What you will do ->
Where does the word "blanket" appear in the entries below? Copy each line that holds it.

*** Opening of Exercise data ***

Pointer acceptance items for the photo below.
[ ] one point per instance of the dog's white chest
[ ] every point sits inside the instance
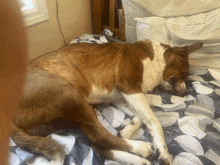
(99, 95)
(153, 70)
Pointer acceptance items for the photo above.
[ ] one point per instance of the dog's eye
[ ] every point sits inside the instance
(172, 80)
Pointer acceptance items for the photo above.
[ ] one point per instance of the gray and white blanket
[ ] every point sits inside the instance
(191, 124)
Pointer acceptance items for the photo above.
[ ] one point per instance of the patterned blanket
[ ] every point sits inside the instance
(191, 124)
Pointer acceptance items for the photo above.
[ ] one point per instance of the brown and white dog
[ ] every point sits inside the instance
(63, 86)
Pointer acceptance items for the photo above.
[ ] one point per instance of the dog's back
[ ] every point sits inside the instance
(63, 85)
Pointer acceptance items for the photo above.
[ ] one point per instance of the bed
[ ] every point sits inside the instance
(191, 124)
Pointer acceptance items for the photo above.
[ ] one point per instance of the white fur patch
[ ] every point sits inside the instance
(143, 110)
(131, 128)
(141, 148)
(99, 95)
(153, 70)
(125, 158)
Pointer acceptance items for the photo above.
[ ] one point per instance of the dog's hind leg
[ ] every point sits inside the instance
(106, 144)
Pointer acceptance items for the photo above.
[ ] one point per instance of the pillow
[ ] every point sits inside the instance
(163, 8)
(186, 30)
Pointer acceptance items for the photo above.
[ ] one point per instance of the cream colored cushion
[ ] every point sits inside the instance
(186, 30)
(163, 8)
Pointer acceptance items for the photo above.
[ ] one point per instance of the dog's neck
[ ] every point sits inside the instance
(153, 69)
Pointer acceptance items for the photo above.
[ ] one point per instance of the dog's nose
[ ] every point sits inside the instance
(181, 89)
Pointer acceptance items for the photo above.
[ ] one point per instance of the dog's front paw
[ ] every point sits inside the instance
(163, 157)
(165, 160)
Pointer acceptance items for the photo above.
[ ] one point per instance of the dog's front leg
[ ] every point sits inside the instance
(143, 110)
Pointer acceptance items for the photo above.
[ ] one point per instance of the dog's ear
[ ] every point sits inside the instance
(194, 47)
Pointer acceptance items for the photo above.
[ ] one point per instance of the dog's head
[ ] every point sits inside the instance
(177, 67)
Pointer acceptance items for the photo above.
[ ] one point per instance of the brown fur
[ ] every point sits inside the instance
(59, 83)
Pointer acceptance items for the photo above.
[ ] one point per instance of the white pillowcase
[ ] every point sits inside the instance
(161, 8)
(186, 30)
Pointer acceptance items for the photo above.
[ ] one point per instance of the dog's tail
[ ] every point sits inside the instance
(38, 144)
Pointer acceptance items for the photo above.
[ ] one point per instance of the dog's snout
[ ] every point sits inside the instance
(181, 89)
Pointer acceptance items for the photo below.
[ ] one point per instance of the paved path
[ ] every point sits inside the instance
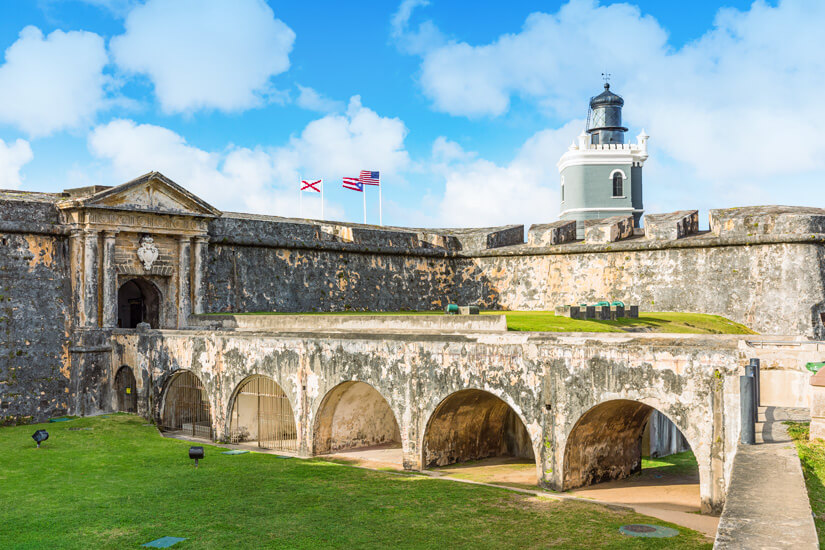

*** Close of Exercise data ***

Written answer ->
[ ] one point per instance of the gray and white blanket
[ ] one point per instance of the patterned blanket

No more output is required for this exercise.